Text excerpt
Wednesday, January 1, 2014

el regalo mas grande

                                                                                        December 23, 2013



Hermanas y cascadas

                                                           
¡Allo!

¡FELIZ NAVIDAD!  Prospero año y felicidad.  lol.  Merry Christmas!!!!!!!  I can't believe that Christmas is here.  What a special time to be able to celebrate the birth of our Lord and Savior Jesus Christ!  We have pass-along cards with a picture of the Nativity, and I give them to literally everyone I see.  They say, "Regocijaos, Jesús nació," or "All rejoice, Jesus was born!"  It's really interesting to talk to people about what they think about Christmas.  We always ask them if they have plans, or what they believe about Christmas.  Some of their answers are really sad.  The two responses that have made me think the most are "Well, Christmas is just for kids, anyway," and "Why do we give gifts at Christmas?  Do the Mormons have a belief about that?"

I want to be the first person to say that Christmas is not just for kids.  Christmas is for everyone.  It is the time when we can remember our dear Savior!  And why do we give gifts?  God gave the greatest gift--el regalo mas grande--that the world could ever receive when He sent His Son to the earth.  So, what better way can we commemorate this incredible gift than to give each other gifts, and remember the gift that Christ is to us every single day?  As I told you last year, I am amazed that every year at Christmas, Jesus Christ means more to me.  I can't think of a better reason to celebrate a holiday that the Savior.

Given records
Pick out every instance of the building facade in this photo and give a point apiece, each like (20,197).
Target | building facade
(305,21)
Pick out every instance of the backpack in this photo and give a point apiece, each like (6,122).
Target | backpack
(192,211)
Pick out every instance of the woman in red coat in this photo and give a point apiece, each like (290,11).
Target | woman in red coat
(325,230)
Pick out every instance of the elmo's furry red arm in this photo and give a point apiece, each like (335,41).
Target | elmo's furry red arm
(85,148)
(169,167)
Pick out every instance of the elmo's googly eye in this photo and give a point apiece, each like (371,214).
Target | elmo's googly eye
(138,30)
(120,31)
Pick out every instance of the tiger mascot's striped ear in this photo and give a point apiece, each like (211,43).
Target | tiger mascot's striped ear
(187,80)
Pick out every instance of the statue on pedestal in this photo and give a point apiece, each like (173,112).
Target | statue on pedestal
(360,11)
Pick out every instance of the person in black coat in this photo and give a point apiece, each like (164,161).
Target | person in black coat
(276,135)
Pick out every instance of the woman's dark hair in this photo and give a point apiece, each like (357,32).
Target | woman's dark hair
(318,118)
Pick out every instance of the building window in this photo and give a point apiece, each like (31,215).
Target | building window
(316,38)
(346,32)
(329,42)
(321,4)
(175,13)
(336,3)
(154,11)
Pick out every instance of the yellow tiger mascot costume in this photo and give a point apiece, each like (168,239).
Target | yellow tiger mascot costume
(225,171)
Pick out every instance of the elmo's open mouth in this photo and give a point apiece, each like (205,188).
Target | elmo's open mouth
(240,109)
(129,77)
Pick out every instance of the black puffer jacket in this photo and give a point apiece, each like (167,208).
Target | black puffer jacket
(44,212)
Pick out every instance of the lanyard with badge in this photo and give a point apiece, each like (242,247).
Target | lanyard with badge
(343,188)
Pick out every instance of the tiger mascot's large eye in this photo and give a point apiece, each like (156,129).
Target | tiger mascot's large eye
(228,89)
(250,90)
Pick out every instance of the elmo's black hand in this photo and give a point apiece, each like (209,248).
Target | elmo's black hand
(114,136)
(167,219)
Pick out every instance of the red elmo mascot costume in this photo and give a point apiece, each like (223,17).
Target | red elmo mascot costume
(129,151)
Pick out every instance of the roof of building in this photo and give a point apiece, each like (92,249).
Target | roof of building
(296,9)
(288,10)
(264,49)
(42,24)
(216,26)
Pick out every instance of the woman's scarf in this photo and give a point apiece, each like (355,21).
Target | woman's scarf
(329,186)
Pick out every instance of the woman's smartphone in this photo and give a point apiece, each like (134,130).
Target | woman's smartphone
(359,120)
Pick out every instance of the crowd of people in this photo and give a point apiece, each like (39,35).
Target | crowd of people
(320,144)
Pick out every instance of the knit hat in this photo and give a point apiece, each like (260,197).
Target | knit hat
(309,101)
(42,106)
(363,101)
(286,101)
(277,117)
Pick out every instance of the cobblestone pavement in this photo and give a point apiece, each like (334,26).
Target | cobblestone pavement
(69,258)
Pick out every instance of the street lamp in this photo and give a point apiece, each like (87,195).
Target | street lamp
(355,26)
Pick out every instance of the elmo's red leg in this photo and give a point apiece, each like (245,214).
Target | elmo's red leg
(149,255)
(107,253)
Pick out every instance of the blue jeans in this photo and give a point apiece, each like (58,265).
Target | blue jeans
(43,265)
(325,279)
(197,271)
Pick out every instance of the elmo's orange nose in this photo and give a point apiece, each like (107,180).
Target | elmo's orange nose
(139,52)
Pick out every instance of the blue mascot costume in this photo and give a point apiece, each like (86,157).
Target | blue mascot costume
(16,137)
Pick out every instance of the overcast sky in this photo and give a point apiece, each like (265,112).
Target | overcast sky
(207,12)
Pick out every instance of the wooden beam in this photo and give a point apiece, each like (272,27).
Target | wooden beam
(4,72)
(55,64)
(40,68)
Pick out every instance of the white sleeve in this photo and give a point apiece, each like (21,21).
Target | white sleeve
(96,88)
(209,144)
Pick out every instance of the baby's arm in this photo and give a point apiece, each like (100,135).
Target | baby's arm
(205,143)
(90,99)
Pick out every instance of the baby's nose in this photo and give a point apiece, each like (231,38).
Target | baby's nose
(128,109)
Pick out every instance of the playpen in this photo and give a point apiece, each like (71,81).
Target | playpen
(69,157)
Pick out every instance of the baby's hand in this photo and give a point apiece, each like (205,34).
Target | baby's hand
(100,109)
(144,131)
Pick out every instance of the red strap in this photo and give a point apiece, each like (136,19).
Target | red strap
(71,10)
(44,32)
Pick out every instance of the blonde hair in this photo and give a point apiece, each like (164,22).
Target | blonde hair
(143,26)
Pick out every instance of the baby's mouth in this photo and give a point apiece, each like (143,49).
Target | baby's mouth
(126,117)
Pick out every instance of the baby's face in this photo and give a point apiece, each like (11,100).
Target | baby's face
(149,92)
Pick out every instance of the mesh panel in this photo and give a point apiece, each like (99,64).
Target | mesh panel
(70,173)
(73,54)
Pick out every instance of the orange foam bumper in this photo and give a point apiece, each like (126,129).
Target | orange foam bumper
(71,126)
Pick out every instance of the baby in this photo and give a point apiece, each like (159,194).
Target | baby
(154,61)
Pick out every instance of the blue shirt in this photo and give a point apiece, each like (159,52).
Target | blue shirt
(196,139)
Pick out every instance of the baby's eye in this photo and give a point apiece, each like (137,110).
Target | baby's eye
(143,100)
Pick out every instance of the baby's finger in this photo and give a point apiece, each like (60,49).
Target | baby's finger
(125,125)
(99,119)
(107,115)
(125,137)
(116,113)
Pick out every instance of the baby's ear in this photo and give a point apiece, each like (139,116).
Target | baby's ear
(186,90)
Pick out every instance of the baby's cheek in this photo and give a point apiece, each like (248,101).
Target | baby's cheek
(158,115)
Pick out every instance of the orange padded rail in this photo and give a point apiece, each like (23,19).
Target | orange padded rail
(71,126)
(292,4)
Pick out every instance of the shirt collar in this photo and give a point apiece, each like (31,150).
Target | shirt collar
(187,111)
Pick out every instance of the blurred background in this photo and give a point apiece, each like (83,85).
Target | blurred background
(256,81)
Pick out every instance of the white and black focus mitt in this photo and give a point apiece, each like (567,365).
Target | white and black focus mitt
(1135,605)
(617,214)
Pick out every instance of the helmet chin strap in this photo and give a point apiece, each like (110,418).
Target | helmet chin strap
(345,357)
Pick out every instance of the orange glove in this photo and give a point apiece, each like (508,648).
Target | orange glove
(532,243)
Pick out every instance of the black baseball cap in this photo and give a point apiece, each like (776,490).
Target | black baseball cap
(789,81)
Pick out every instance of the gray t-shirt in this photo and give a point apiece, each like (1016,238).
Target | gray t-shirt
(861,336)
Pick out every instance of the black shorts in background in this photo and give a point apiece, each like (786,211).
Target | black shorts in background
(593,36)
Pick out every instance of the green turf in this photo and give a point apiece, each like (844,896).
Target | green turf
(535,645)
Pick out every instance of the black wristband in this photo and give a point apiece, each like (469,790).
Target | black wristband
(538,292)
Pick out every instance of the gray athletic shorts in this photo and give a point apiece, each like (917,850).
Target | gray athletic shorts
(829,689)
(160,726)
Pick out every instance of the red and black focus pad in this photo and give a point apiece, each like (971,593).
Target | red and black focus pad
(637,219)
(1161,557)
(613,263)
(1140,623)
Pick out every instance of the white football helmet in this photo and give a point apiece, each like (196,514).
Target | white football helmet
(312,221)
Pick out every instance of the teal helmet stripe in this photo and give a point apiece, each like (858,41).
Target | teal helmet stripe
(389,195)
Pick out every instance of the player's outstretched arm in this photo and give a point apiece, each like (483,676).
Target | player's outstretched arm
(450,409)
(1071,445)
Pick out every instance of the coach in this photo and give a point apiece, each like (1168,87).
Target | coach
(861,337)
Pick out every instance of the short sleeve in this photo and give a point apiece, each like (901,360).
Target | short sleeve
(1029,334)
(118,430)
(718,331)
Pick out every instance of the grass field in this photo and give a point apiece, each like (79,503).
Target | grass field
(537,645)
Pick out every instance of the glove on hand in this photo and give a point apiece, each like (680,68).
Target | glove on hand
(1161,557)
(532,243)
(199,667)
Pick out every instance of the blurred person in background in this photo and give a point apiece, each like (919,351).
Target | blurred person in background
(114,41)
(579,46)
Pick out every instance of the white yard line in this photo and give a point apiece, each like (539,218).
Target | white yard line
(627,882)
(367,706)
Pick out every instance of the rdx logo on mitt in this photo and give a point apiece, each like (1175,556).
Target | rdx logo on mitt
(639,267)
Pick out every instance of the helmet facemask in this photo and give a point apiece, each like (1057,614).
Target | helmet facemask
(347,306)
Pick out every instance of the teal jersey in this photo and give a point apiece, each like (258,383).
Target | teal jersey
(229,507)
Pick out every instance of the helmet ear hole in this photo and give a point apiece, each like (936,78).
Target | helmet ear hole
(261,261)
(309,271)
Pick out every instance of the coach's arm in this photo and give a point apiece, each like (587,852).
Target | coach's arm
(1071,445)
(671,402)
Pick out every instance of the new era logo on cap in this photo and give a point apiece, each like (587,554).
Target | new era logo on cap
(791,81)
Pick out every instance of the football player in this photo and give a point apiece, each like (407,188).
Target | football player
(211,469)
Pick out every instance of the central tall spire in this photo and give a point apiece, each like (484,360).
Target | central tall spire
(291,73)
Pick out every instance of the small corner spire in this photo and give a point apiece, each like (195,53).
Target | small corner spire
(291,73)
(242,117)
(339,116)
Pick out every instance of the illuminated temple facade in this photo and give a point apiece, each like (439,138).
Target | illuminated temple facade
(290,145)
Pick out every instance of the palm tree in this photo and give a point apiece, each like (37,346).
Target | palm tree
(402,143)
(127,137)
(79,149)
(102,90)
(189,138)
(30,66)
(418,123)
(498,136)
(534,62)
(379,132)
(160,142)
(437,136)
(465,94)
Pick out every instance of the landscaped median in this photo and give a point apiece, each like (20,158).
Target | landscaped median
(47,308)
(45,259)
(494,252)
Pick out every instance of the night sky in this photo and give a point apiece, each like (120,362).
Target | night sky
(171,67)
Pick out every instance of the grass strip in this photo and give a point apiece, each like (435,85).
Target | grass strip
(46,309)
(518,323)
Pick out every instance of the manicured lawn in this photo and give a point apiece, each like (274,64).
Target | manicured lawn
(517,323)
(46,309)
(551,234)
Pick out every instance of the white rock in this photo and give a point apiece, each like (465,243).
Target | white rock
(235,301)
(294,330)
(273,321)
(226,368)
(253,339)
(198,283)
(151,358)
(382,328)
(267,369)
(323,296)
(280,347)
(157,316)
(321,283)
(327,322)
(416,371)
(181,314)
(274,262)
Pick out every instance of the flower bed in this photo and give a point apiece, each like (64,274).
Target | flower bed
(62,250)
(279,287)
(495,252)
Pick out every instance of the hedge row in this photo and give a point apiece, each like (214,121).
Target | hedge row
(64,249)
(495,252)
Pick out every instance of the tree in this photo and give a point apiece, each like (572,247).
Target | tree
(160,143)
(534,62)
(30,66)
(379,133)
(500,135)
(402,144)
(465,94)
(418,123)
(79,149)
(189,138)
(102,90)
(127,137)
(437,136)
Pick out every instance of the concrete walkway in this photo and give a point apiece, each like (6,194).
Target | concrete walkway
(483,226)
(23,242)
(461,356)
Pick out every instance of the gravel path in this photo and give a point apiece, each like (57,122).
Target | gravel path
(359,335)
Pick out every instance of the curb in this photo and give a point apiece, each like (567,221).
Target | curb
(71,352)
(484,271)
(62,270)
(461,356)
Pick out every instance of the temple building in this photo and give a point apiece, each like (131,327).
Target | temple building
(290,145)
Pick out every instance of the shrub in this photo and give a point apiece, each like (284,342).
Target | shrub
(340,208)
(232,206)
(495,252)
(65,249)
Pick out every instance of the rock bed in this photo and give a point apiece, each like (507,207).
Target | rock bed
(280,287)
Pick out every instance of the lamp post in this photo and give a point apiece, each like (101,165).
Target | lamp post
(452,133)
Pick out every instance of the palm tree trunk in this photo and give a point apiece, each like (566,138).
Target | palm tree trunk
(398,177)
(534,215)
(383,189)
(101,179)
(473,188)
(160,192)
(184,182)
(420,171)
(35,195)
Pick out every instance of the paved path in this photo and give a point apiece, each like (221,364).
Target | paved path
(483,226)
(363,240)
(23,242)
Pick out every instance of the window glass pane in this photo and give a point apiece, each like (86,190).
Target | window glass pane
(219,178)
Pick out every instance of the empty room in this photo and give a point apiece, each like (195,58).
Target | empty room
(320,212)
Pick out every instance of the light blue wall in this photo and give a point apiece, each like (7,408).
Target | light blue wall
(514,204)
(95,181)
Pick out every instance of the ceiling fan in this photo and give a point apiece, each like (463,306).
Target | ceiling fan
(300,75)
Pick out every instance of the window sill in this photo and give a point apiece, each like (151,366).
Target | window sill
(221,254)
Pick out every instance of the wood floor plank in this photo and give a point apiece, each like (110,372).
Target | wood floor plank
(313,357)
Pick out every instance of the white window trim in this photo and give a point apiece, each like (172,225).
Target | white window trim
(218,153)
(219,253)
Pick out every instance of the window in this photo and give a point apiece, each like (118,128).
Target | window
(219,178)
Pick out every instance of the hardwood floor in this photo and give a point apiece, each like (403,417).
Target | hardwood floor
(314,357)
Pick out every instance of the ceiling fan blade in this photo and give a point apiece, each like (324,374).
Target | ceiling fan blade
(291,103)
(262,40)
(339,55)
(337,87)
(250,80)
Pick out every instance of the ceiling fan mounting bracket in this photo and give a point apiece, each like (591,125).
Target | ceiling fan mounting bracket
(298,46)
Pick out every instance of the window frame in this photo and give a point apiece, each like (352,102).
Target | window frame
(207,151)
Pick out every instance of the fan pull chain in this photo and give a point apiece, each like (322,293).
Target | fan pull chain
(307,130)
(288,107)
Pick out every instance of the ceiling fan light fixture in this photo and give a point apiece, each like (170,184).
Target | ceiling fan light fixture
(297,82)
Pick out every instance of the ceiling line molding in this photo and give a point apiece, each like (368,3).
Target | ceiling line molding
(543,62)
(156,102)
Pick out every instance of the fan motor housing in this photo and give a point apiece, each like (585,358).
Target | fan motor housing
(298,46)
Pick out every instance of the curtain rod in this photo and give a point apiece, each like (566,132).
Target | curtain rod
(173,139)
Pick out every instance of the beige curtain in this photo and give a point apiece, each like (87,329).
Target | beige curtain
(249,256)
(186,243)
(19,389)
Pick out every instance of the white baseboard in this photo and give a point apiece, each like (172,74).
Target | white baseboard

Goal
In the Christmas post, what picture is on the pass-along cards? The listing has nothing to do with the Christmas post.

Response to this task
A picture of the Nativity.